TASK DESCRIPTION:
Reproduce the part of the records below that opens with the line containing "the car side" and runs through the end of the records, requests included. Scale every point coordinate in the answers by 0.85 and round to whole numbers, with halves going up, but leave the numbers in the requests unchanged.

Stored entries:
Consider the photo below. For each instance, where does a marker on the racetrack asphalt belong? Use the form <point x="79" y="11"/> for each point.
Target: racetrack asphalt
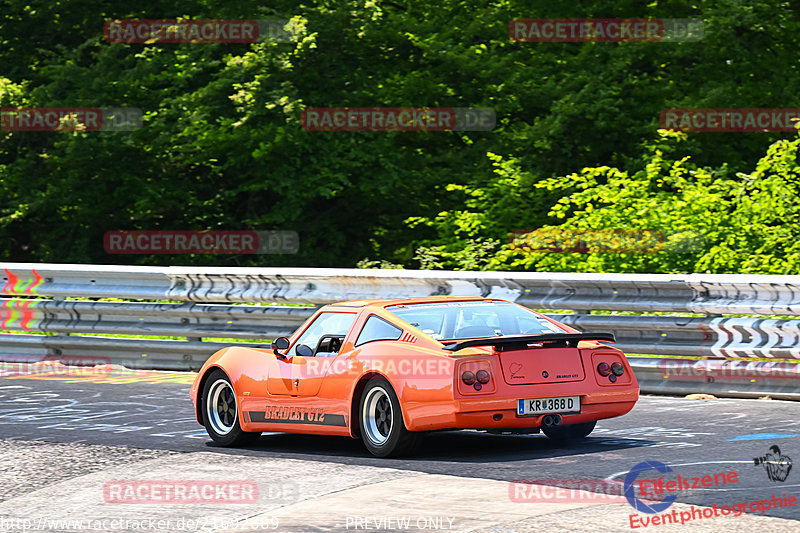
<point x="65" y="437"/>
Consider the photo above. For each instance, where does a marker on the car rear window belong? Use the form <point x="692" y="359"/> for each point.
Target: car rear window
<point x="469" y="320"/>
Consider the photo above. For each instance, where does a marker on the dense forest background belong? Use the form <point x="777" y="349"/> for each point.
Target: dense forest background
<point x="577" y="143"/>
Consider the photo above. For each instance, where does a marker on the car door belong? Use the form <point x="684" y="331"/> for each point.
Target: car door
<point x="302" y="376"/>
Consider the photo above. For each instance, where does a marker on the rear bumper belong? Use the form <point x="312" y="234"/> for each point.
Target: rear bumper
<point x="497" y="413"/>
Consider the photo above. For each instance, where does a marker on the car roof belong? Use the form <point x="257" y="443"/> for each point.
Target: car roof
<point x="385" y="302"/>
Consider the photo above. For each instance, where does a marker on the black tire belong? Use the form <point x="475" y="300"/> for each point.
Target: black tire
<point x="221" y="414"/>
<point x="380" y="420"/>
<point x="570" y="432"/>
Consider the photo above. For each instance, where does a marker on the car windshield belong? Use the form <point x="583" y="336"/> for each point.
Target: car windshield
<point x="469" y="320"/>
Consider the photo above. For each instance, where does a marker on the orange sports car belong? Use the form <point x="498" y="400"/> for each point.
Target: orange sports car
<point x="387" y="370"/>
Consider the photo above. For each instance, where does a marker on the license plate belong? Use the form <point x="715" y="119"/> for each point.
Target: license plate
<point x="541" y="406"/>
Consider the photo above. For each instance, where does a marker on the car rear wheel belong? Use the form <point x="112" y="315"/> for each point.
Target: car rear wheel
<point x="381" y="421"/>
<point x="569" y="432"/>
<point x="221" y="414"/>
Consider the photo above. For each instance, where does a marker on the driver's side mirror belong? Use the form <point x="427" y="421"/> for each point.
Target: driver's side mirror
<point x="304" y="351"/>
<point x="281" y="343"/>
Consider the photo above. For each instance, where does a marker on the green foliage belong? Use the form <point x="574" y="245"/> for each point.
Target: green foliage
<point x="222" y="146"/>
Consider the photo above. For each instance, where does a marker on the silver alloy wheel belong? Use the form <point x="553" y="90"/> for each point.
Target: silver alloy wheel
<point x="221" y="407"/>
<point x="377" y="416"/>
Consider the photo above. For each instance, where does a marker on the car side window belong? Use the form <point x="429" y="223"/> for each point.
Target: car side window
<point x="378" y="329"/>
<point x="325" y="324"/>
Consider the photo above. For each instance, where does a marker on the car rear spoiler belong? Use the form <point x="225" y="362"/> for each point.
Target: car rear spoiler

SOLUTION TO THIS EXERCISE:
Consider the photo above. For each instance, where does a marker on the car side window belong? Use the form <point x="429" y="223"/> for each point.
Target: car side window
<point x="321" y="280"/>
<point x="276" y="275"/>
Consider the photo above. For each instance, where does a marker on the car rear spoiler belong? Use the form <point x="225" y="362"/> for each point.
Target: car rear spoiler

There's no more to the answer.